> [Exercise]:
Beginning with the line where "Mark each instance of the electrical" appears, repeat every remaining line of the entries exactly, the last line included.

> [Given entries]:
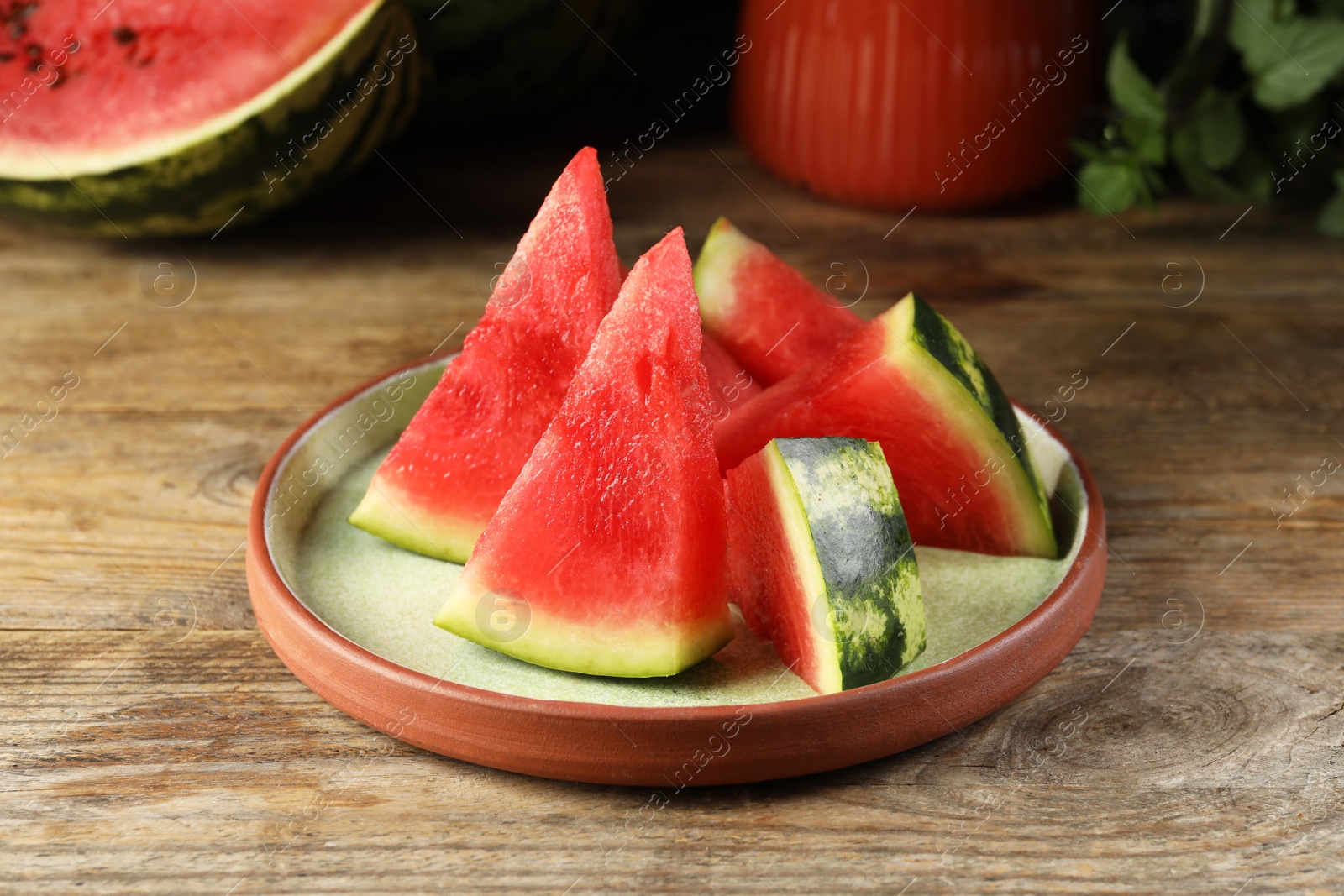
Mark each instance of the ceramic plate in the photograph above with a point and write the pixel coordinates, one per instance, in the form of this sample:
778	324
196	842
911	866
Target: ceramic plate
349	614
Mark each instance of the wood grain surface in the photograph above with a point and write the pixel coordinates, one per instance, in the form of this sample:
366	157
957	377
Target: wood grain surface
151	741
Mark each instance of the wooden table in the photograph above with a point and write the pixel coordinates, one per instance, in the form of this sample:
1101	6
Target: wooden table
152	741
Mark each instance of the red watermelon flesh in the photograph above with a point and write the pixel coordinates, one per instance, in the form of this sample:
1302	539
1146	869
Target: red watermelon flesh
764	312
109	80
730	385
608	557
445	477
909	380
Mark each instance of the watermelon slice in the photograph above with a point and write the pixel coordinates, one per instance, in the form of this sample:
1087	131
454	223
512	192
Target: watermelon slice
140	117
822	562
730	385
909	380
445	477
761	309
608	555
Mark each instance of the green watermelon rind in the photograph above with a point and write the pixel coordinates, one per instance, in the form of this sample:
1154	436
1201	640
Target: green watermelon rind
402	521
714	270
929	348
228	164
625	652
851	547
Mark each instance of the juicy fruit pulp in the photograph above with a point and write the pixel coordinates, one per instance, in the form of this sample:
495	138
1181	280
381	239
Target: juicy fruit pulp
730	385
822	562
761	309
909	380
143	117
454	463
608	553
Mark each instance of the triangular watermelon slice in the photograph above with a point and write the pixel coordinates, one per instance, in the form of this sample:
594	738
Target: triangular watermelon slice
909	380
460	454
608	557
730	385
769	317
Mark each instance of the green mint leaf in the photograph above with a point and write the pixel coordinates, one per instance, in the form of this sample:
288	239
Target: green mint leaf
1131	87
1147	137
1194	170
1109	188
1218	129
1289	56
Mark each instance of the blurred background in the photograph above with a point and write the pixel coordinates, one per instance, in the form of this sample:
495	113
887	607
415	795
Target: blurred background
949	107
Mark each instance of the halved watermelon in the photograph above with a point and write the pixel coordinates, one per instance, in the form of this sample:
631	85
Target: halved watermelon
822	563
608	555
761	309
445	477
909	380
730	385
140	117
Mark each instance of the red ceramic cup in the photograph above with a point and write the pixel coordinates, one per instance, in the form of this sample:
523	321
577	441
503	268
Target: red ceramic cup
940	103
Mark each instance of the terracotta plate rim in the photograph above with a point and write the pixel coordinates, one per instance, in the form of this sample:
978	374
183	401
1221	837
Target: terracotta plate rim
319	656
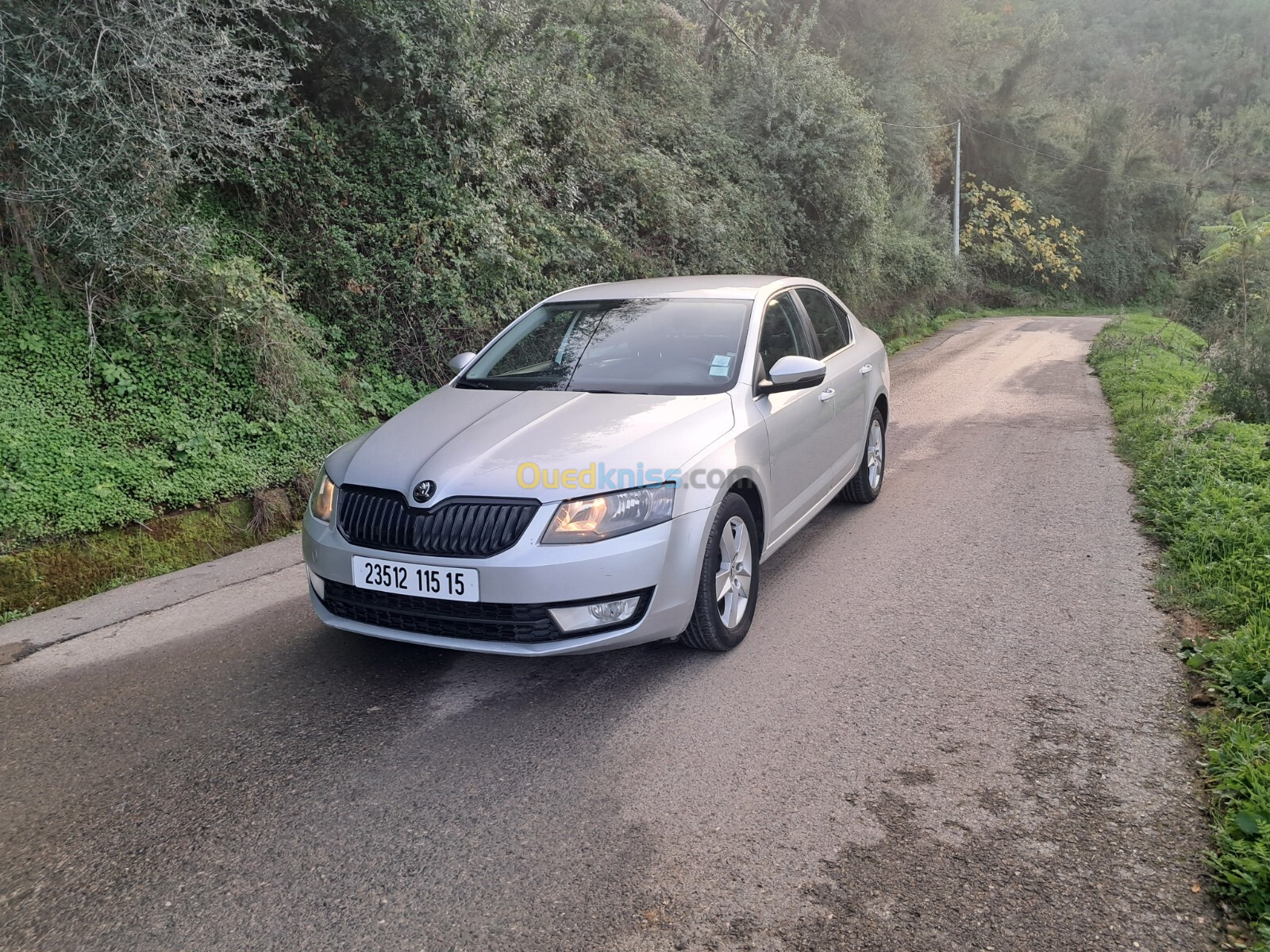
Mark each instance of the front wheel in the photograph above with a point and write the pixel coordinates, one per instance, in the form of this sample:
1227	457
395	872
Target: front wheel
728	589
865	486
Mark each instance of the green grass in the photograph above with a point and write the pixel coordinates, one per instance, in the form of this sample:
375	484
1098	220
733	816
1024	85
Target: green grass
1203	486
56	573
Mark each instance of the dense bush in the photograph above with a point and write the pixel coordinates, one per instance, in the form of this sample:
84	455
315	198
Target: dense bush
1242	365
1204	492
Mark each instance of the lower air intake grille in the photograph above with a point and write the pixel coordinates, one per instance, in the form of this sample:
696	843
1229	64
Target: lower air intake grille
479	621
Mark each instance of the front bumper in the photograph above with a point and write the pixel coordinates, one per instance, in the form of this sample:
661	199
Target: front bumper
666	559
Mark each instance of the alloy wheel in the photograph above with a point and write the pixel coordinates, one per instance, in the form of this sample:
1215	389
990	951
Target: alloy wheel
736	568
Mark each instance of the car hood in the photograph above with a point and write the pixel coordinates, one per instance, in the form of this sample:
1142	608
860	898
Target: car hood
475	442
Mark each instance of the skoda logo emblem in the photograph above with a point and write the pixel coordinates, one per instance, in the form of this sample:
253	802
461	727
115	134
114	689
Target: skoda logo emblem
425	492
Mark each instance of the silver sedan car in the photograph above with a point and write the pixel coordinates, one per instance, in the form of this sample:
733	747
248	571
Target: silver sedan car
613	469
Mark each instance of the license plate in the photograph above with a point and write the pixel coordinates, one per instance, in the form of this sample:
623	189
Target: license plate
414	579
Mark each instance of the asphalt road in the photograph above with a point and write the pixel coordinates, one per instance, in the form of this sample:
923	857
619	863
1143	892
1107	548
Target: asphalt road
956	725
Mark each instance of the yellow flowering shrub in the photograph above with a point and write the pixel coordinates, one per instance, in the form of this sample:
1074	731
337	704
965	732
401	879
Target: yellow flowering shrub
1006	238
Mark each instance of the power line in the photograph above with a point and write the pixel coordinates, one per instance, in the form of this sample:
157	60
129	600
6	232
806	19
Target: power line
719	17
899	126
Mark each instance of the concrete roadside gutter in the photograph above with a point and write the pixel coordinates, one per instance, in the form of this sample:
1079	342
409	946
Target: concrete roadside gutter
70	621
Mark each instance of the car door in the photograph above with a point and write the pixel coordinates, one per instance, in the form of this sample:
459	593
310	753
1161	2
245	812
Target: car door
846	376
802	452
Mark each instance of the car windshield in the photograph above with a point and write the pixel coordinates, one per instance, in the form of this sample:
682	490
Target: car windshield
645	346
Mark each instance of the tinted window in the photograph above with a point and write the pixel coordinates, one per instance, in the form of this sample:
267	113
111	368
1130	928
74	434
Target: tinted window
643	346
844	319
783	332
825	321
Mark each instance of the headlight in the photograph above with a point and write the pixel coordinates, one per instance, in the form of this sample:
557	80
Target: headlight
611	514
321	503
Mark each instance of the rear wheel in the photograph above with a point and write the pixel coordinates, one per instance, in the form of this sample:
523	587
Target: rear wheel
728	589
865	486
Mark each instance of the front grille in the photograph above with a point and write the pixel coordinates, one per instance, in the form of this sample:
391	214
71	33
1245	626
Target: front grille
467	528
478	621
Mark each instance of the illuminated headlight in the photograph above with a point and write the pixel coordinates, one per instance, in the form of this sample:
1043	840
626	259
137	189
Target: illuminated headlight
598	615
321	503
611	514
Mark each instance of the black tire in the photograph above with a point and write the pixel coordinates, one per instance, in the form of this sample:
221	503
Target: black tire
708	630
861	488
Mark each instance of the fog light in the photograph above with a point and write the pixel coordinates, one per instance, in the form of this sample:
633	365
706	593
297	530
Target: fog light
595	616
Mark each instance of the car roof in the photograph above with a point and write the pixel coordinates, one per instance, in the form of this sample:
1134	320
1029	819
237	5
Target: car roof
737	287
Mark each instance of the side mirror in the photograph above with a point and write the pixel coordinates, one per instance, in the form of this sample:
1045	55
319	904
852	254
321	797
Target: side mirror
460	361
793	372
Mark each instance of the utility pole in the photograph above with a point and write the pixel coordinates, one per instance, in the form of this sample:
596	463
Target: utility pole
956	196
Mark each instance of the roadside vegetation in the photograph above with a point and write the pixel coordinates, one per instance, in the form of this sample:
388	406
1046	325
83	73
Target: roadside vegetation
235	232
1203	482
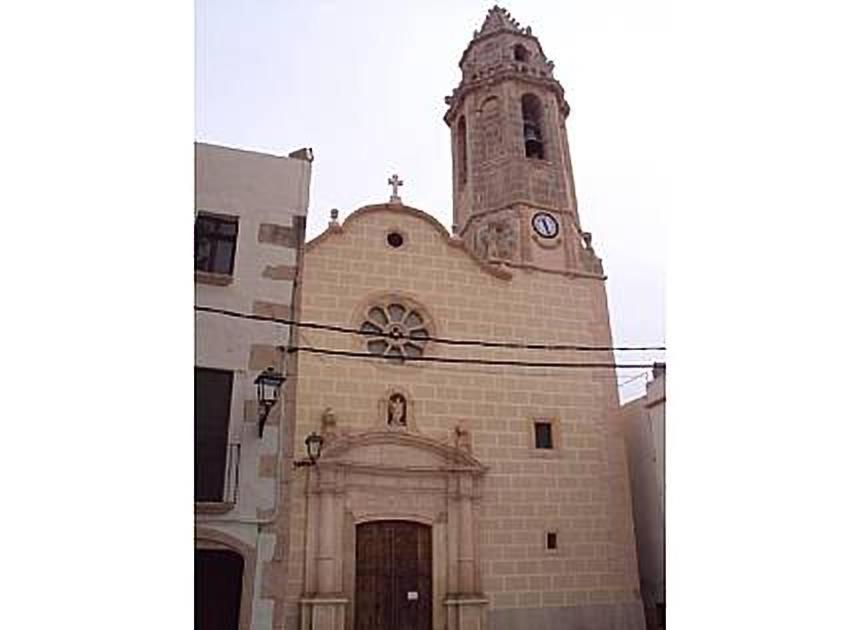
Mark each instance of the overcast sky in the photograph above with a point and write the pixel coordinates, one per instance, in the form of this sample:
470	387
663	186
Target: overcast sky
363	84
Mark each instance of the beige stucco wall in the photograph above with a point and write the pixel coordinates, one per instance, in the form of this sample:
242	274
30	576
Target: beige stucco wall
644	422
580	489
260	190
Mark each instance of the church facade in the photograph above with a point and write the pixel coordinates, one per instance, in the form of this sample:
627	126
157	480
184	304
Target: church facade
457	488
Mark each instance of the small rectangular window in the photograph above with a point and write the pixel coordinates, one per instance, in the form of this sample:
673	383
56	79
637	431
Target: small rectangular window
543	435
215	243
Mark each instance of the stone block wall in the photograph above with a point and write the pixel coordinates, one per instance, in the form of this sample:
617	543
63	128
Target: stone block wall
579	490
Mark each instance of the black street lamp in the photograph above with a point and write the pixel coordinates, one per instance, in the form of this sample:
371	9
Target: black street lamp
268	389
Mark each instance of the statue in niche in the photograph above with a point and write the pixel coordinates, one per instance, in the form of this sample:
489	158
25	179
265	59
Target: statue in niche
396	410
497	239
462	439
329	422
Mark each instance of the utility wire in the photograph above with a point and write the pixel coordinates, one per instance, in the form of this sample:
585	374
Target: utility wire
404	359
470	370
443	340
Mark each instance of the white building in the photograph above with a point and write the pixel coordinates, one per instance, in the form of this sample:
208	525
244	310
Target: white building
249	234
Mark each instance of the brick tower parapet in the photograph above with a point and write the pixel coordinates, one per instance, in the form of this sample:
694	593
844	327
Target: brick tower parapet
514	196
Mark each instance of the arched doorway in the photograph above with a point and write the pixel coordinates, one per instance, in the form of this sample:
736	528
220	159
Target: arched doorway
217	589
393	576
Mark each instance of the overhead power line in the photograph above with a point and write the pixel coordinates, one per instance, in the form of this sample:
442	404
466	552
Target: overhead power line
442	340
457	360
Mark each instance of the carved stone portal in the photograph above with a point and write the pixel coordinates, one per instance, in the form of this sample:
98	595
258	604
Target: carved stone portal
393	476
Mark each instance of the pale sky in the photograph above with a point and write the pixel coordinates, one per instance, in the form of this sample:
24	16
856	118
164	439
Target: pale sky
363	84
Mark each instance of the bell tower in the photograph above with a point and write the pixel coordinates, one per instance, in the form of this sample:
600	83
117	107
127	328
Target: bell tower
514	197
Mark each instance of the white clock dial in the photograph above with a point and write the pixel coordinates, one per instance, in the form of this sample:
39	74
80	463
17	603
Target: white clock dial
545	225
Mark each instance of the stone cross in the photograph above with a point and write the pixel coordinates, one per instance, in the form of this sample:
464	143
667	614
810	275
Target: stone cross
395	182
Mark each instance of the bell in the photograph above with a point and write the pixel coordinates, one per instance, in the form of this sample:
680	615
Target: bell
531	131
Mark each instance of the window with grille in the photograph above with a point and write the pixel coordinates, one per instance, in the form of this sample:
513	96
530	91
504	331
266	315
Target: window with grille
543	435
215	243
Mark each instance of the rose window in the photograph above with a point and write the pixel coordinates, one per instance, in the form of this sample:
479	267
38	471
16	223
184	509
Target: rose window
395	331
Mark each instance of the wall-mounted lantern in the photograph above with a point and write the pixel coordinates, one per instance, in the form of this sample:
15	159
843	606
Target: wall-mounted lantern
268	389
313	444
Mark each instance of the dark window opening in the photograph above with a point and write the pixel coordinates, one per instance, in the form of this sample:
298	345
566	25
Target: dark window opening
213	391
215	243
532	128
543	435
521	53
394	239
217	589
462	156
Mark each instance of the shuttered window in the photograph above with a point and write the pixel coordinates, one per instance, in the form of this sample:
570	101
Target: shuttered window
215	243
213	390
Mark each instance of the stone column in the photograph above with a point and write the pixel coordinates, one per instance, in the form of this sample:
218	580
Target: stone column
466	559
326	608
326	554
466	609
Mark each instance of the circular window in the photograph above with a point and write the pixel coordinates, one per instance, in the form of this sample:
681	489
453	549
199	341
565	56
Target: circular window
395	239
395	331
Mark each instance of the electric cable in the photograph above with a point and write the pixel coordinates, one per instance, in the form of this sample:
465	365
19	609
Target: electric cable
464	361
442	340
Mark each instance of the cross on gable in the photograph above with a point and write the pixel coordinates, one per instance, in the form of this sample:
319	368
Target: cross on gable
395	182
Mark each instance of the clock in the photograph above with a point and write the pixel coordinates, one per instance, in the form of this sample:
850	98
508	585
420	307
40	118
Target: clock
545	225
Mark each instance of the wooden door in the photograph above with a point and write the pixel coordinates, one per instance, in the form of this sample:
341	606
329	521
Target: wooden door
217	589
393	576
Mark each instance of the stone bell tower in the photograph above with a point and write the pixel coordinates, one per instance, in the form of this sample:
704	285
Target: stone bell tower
514	198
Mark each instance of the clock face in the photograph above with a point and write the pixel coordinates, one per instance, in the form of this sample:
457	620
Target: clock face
545	225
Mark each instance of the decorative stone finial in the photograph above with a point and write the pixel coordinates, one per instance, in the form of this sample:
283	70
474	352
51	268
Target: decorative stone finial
395	182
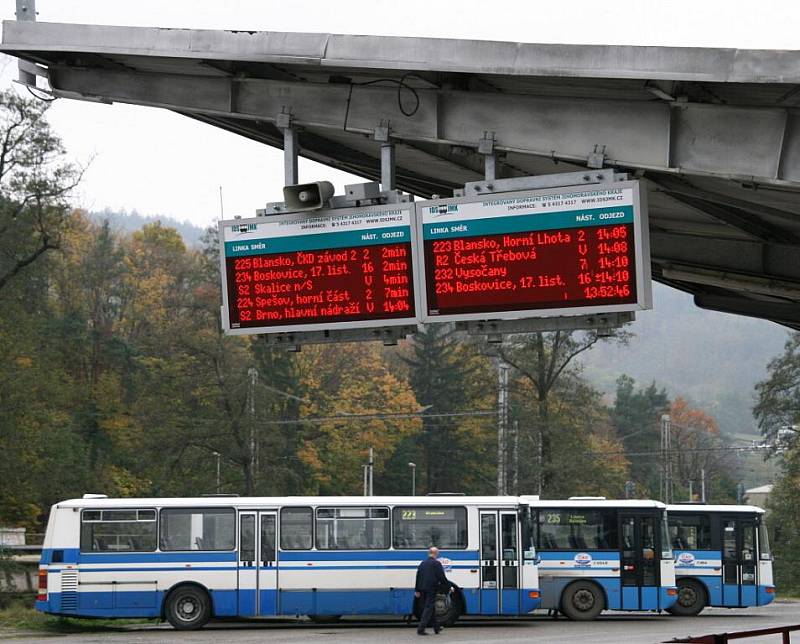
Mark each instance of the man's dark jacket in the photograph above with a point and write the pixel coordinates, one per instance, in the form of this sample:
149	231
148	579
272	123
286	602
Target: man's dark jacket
431	577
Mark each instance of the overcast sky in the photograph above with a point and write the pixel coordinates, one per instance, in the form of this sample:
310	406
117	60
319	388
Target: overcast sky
159	163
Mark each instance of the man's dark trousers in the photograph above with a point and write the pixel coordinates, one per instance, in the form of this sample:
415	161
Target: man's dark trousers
428	617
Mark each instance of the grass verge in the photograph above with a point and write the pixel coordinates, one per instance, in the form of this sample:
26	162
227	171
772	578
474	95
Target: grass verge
20	615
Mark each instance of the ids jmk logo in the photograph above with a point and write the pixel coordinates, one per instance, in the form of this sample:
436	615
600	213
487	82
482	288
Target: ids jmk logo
443	209
583	559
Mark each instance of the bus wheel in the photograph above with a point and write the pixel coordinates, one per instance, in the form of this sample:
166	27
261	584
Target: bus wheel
188	608
448	608
692	598
582	601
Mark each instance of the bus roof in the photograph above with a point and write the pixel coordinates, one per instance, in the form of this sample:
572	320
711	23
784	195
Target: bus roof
592	503
279	501
701	507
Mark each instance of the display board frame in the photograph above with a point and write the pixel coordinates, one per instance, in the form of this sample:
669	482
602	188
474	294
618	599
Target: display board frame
425	215
258	229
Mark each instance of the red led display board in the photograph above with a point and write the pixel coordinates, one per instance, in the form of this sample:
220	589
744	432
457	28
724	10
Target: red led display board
349	268
535	253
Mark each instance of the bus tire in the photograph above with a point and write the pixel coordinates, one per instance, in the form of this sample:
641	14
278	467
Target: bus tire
582	601
448	608
692	598
187	608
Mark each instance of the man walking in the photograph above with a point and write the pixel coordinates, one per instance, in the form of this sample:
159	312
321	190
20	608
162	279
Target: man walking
430	580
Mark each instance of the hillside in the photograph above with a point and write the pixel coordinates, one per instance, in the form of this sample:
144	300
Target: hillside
712	358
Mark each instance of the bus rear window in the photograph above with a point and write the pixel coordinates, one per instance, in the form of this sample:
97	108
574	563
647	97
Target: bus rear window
419	528
198	529
690	531
577	529
129	530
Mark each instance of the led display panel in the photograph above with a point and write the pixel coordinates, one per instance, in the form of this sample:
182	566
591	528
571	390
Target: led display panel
541	253
327	269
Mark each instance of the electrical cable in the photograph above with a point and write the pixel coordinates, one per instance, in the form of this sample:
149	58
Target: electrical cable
401	83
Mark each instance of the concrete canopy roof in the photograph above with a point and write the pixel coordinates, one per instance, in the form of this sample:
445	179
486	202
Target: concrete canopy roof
714	133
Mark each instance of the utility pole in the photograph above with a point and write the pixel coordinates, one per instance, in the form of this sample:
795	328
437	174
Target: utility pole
371	470
703	485
502	425
539	462
515	463
252	375
666	459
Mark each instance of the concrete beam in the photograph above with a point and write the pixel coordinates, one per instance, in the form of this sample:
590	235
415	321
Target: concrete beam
413	54
778	261
783	313
714	140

> [Worked solution]:
Mark each instance of the electrical cable in the photograph above with a point and write the pixel coordinates, one per instance, in the form of this sample:
149	58
Target: electrical cable
401	83
Mark each instance of the concrete canopy roof in the photograph above with a point and write the pixel coordinates, one per instance, in the form of this sample:
445	179
486	202
Target: concrete canopy roof
714	133
Mark each instance of the utility pole in the photograph above with a point and write the pixel coordinates, one per instance, in the form of this sample:
795	328
437	174
Target: utility pole
371	470
703	485
502	425
539	462
515	463
252	375
666	459
Mark each instance of the concrete beam in the photograph above with a point and write the pixel coordinates, one per instance, in the form of this sample:
590	235
415	321
Target: concrete beam
413	54
778	261
783	313
714	140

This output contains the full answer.